Exercise task: Reproduce all of the items below line for line, changing nothing.

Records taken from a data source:
^^^^
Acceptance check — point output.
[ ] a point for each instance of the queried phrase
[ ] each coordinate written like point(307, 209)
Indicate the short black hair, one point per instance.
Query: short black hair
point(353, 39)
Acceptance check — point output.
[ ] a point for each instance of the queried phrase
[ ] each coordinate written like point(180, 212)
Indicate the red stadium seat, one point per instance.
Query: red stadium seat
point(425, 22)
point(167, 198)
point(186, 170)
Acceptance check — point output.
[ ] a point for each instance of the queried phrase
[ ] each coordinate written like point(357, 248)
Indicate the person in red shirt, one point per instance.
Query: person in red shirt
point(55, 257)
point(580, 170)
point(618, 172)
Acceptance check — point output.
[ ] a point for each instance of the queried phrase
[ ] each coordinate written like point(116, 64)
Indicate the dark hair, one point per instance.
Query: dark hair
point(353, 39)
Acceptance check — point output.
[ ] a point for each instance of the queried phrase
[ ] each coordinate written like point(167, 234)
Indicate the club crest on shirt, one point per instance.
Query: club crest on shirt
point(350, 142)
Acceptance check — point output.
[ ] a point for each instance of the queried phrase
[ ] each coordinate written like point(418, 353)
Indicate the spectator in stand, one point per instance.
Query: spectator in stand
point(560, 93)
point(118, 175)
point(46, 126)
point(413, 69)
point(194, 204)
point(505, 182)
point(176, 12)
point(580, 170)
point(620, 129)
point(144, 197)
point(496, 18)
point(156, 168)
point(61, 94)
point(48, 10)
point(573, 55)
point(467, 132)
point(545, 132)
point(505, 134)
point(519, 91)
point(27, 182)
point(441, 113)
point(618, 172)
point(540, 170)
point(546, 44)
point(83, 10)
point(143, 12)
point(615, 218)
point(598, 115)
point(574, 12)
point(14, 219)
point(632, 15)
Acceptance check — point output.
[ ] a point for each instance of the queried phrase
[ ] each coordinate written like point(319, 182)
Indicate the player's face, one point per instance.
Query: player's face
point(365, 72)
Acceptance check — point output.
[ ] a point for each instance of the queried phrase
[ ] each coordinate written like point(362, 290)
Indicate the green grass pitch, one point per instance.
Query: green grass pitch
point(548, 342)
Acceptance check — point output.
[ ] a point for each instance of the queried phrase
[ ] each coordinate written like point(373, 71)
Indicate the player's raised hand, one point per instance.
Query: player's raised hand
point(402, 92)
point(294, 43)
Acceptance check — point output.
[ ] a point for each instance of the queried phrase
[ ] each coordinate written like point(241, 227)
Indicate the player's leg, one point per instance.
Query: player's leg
^^^^
Exercise answer:
Acceptance check — point output.
[ ] a point for each instance of the queried phrase
[ ] each coordinate written like point(307, 209)
Indicate the short black hair, one point per instance.
Query: short black hair
point(353, 39)
Acceptance check — point output.
[ ] a point for each instance of the queried phrase
[ ] each coordinate written like point(180, 212)
Indicate the red stadium seat, one point per instance.
Query: red stadium seat
point(425, 22)
point(167, 198)
point(186, 170)
Acceptance check — point output.
[ ] a point for each instance of the queried phrase
[ ] each coordinate written like point(357, 248)
Indicate the person in red shirt, one point per instance.
Query: person in red shirt
point(55, 257)
point(580, 170)
point(618, 172)
Acceptance check — point output.
[ ] a point for each instance of the queried phrase
[ ] each coordinate written like point(116, 64)
Indicate the dark hair, one point per instance.
Query: dark hair
point(353, 39)
Acceptance check — point output.
[ ] a point for each instance of the queried phrase
[ ] each coordinate written like point(167, 234)
Indicate the club crest on shirt, one point per instance.
Query: club crest on shirt
point(350, 142)
Acceptance check — point output.
[ ] a point for each instance of the queried phrase
[ ] each coordinate written like point(418, 353)
Indicate the spectator in stand, one point per instance.
Query: spectator in stand
point(560, 93)
point(118, 175)
point(46, 126)
point(413, 69)
point(194, 204)
point(505, 182)
point(176, 12)
point(580, 170)
point(620, 129)
point(144, 197)
point(496, 18)
point(156, 168)
point(61, 94)
point(48, 10)
point(573, 55)
point(467, 132)
point(545, 132)
point(505, 134)
point(519, 91)
point(27, 182)
point(441, 113)
point(618, 172)
point(540, 170)
point(546, 44)
point(83, 10)
point(143, 12)
point(615, 218)
point(598, 115)
point(574, 12)
point(14, 219)
point(632, 15)
Acceptance check — point output.
[ ] a point for each instance of the queried phrase
[ ] each coordinate written like point(319, 182)
Indicate the player's face, one point per instance.
Query: player's face
point(365, 72)
Acceptance check — point output.
[ ] a point for each instance of the queried phrase
[ ] each coordinate written like point(362, 290)
Indicate the green grass pitch, one point per instance.
Query: green grass pitch
point(548, 342)
Acceptance check — point output.
[ ] a point for each instance of the queried phrase
[ ] each coordinate written like point(373, 71)
Indicate the player's raised hand, one point per instance.
Query: player's raised hand
point(402, 92)
point(294, 43)
Acceptance check — point output.
[ ] a point for each instance of the queried phrase
[ ] each coordinate written like point(241, 227)
Indicate the player's leg, one point per instance.
Query: player's leg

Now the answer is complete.